- [To do]
[1] In the car dealer problem thread, which answer choice does LGOdream lean toward so far?
[2] Resume the car dealer problem thread from its last line onward.

----- Page text -----

LGOdream wrote:

A car dealer has 40 cars, each of which is white, red, or blue in color, and large, middle, or small in model. How many white large cars does he have?

(1) All the red and blue cars are either middle or small, and make a total of 19.

(2) The number of large cars is more than the number of the middle and small cars combined.

Correct answer appears to be C but I can't see how.

If all red and blue cars are either middle or small and make a total of 19, that means that all large cars are white, but there could be middle or small white cars also as far as I understand.

If the number of large cars is more than the number of the middle and small cars combined, it means than large cars could be either 20 (L + M/S) or 21 (L).

So far, I'd say E.

Any insight?

So there can be total nine kinds of cars - White large, White middle, White small, Red large,... and so on. Lets name these nine kinds of cars as WL, WM, WS, RL, RM, RS, BL, BM, BS respectively. We need to find the value of WL.

(1) RL=BL=0, and sum RM + RS + BL + BS = 19. This means WL + WM + WS = 40-19 = 21. So white cars in total are 21, but out of which we cant say how many will be large. So

Insufficient.

----- Recorded data -----

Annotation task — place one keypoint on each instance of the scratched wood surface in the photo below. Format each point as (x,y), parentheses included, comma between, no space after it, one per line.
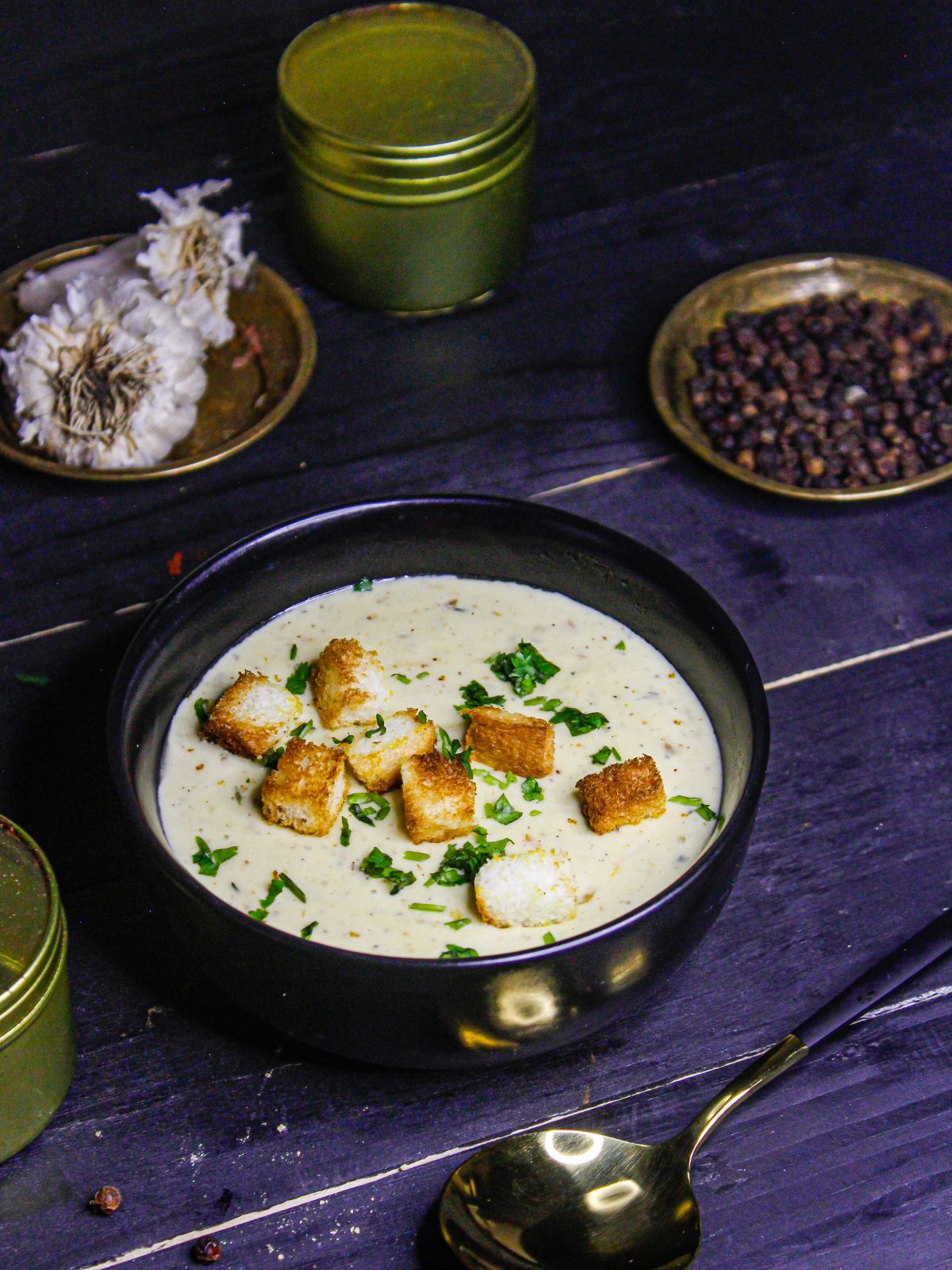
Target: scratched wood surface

-----

- [Expected outputs]
[1] E

[2]
(2) Large cars > middle and small combined. But this tells us nothing about White or White large cars.

Insufficient.

Combining the two statements, WL + WM + WS = 21. Now only large cars are white cars. Middle and small cars of red/blue colors are 19. Even if we have one more middle or small car, i.e., if WM + WS = 1, then total middle/small cars combined would be 20. And in that case WL = 20 too. Here number of large cars will become equal to number of middle/small cars, and would thus violate statement 2 (large cars have to be more than middle/small combined). So the only way for statement 2 to hold true is if WM + WS = 0, thus WL = 21. White large cars are 21 in number.

Sufficient.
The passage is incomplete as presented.